===== Records for this task
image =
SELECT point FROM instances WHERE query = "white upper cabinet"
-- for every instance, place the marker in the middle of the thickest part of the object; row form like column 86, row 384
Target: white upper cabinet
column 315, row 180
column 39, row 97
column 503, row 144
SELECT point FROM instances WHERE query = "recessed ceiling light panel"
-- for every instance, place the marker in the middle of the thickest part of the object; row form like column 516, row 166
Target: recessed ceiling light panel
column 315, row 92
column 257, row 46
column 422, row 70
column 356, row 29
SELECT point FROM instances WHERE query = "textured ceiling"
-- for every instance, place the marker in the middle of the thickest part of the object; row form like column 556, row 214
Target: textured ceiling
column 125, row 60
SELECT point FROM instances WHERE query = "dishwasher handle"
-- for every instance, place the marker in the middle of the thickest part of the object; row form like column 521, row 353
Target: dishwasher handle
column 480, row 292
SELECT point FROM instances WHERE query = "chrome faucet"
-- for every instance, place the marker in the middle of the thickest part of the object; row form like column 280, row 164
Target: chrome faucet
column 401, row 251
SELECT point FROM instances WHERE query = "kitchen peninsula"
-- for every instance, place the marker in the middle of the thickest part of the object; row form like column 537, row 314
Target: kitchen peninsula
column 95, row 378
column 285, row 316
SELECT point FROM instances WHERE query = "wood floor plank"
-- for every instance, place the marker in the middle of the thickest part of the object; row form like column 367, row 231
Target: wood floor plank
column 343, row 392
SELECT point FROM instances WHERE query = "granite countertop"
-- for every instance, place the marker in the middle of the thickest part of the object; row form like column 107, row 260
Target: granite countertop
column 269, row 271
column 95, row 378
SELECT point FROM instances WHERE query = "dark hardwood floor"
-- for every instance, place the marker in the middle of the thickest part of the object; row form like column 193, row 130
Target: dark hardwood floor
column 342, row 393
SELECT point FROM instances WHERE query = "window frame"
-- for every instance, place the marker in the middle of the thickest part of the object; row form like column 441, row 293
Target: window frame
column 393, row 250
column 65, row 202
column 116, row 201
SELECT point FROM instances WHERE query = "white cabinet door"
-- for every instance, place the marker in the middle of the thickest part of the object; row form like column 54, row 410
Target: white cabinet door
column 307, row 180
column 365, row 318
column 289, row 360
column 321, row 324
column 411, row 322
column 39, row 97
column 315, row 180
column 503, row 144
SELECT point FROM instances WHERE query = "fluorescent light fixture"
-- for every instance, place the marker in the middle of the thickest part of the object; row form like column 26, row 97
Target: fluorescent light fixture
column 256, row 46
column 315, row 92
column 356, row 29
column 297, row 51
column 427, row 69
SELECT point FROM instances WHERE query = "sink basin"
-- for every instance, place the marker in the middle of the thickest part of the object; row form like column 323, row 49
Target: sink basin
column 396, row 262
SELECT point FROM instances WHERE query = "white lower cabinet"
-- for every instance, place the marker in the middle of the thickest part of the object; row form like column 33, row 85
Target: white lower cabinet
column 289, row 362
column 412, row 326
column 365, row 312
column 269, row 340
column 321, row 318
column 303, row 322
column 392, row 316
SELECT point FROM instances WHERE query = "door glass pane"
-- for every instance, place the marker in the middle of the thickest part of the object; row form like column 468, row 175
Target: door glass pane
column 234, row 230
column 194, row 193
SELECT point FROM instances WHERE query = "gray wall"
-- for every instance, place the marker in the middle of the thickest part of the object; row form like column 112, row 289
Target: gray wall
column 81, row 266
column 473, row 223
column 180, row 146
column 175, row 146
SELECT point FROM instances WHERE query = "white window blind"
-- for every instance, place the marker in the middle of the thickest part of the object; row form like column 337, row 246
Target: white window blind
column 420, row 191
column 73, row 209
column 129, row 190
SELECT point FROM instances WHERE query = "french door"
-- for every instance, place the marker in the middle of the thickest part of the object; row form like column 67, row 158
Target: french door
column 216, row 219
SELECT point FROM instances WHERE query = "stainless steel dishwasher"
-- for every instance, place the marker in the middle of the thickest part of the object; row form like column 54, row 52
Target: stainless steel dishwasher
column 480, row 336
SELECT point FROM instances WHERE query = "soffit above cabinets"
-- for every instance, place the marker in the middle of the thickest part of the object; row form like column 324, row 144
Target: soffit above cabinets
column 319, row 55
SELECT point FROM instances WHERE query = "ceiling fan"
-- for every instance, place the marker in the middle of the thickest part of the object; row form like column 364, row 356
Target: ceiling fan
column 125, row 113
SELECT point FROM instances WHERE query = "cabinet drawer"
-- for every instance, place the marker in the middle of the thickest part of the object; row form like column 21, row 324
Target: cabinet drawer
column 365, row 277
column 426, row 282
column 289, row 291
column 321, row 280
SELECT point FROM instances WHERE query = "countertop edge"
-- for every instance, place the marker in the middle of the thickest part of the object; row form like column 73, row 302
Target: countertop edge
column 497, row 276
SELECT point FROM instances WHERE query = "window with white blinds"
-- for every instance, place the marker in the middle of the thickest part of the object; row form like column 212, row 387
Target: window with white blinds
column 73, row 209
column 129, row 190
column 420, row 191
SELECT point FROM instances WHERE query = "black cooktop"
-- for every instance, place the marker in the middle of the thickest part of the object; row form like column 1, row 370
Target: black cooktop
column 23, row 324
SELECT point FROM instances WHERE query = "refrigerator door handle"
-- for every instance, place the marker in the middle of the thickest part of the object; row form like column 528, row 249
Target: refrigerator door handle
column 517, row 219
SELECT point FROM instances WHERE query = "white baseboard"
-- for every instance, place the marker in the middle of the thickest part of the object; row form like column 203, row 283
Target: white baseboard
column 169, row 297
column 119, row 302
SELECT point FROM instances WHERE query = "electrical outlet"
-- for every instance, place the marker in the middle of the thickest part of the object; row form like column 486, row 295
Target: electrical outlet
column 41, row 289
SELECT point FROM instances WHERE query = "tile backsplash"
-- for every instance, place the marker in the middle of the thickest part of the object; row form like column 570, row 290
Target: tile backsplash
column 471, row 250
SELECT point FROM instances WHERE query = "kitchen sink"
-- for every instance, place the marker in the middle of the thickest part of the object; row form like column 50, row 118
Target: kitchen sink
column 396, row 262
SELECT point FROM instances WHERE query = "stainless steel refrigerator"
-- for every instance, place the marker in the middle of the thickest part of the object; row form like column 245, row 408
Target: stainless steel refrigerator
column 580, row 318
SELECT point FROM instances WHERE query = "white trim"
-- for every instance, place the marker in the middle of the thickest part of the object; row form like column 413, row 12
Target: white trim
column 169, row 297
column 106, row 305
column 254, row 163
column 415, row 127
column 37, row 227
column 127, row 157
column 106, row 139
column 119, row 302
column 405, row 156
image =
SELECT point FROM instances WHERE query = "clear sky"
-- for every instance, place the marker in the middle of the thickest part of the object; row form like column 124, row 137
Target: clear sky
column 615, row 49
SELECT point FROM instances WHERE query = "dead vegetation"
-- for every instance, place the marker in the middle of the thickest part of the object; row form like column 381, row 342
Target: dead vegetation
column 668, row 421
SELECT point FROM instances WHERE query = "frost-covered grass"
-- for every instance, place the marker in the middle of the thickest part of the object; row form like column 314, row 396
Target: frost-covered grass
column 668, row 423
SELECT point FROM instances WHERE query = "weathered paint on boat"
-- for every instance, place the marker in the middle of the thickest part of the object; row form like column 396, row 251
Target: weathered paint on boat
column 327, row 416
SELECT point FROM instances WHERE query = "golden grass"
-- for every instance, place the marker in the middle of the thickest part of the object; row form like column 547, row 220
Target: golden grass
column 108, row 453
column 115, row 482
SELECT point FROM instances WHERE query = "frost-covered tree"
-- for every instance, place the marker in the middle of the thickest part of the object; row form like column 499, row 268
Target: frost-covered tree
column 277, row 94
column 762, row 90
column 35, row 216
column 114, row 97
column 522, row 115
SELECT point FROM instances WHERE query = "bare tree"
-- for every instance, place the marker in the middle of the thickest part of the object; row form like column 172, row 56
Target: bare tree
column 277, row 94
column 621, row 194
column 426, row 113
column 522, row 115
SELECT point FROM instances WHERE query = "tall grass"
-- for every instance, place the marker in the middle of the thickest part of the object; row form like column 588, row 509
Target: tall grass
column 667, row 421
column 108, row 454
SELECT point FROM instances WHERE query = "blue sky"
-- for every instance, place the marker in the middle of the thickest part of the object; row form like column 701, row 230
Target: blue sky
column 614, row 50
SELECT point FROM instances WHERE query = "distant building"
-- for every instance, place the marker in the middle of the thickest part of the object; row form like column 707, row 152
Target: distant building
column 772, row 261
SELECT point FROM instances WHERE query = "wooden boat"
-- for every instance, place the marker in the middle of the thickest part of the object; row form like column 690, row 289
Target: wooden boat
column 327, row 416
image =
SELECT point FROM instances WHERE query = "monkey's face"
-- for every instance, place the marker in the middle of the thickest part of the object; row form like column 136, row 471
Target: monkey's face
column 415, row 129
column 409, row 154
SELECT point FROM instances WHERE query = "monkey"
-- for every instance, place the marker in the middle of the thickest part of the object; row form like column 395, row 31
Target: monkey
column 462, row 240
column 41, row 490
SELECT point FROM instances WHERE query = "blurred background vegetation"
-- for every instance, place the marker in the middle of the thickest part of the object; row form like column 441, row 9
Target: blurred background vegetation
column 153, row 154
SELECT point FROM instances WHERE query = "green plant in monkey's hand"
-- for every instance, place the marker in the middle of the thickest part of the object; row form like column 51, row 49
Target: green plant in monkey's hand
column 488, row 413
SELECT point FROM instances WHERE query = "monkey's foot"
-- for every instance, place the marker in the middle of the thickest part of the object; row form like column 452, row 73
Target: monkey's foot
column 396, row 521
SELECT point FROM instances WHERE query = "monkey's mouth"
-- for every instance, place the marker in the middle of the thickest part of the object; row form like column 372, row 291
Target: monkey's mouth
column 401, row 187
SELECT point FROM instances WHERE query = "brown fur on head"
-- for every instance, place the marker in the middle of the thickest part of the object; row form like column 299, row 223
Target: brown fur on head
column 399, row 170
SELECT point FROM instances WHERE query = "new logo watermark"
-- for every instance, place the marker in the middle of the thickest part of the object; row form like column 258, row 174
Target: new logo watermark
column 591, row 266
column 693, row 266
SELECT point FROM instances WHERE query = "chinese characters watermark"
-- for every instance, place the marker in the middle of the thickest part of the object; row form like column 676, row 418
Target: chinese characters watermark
==========
- _Your goal_: How many lines of the records contain the string "drawer"? Reply with the number alone.

- _Task solution_: 2